◆ PROBLEM STATEMENT
Your task is to output all the records below, word for word.

-- START --

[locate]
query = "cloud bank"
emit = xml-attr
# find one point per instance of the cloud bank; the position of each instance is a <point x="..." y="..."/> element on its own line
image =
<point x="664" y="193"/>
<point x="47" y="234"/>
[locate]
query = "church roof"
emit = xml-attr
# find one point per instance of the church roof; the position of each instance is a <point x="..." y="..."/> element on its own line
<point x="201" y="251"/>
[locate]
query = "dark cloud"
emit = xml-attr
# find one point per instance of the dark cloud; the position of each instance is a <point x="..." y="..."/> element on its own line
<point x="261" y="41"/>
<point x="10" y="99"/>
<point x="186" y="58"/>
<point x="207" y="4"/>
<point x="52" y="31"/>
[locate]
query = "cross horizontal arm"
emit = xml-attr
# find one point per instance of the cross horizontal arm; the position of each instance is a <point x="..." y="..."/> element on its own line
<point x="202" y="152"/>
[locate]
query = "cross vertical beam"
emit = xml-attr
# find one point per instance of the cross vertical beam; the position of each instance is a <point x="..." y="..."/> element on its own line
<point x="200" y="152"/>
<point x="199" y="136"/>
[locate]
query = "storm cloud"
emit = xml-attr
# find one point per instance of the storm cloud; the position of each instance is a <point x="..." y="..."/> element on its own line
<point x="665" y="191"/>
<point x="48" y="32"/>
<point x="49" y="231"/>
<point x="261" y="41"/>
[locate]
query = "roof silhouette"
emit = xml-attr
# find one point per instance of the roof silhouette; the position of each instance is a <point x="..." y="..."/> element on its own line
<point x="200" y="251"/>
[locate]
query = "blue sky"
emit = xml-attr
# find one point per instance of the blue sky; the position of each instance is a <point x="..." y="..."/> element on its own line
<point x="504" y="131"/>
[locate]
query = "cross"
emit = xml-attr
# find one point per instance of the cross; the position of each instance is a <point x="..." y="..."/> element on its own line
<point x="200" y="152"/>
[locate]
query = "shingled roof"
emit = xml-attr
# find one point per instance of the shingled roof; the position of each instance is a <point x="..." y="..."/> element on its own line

-- END --

◆ ANSWER TO THE TASK
[locate]
query = "cloud bank"
emit = xml-attr
# find one point per instance of the cloud bank; the position of each instance is a <point x="..." y="..."/> element on its own line
image =
<point x="664" y="193"/>
<point x="47" y="234"/>
[locate]
query = "church roof"
emit = xml-attr
# find one point per instance of the church roof; the position of each instance is a <point x="..." y="..."/> element on its own line
<point x="201" y="251"/>
[locate]
query = "dark cloud"
emit = xml-attr
# find one point per instance of the dark cloud; the position of each instance is a <point x="..." y="..."/> element on its own line
<point x="261" y="41"/>
<point x="10" y="99"/>
<point x="186" y="58"/>
<point x="207" y="4"/>
<point x="52" y="31"/>
[locate]
query = "cross horizontal arm"
emit = xml-attr
# find one point per instance of the cross horizontal arm; the position of each instance is a <point x="..." y="..."/> element on its own line
<point x="202" y="152"/>
[locate]
query = "cross vertical beam"
emit = xml-attr
# find one point per instance of the cross vertical beam; the position of each instance is a <point x="..." y="..."/> element on its own line
<point x="200" y="152"/>
<point x="199" y="136"/>
[locate]
query = "storm cloud"
emit = xml-attr
# find one point per instance of the storm cloud; the position of each instance is a <point x="..." y="..."/> element on its own line
<point x="665" y="191"/>
<point x="48" y="32"/>
<point x="49" y="231"/>
<point x="261" y="41"/>
[locate]
query = "roof silhouette"
emit = xml-attr
# find one point per instance of the roof silhouette; the position of each instance is a <point x="..." y="..."/> element on its own line
<point x="200" y="251"/>
[locate]
query = "blue sky"
emit = xml-attr
# find one point per instance of the blue sky; the position of each instance is a <point x="..." y="..."/> element on its own line
<point x="504" y="131"/>
[locate]
query = "cross"
emit = xml-attr
# find one point per instance of the cross; the position of each instance is a <point x="..." y="..."/> element on its own line
<point x="200" y="152"/>
[locate]
query = "shingled roof"
emit = xml-attr
# find one point per instance of the shingled roof; the position of each instance is a <point x="..." y="..."/> element on its own line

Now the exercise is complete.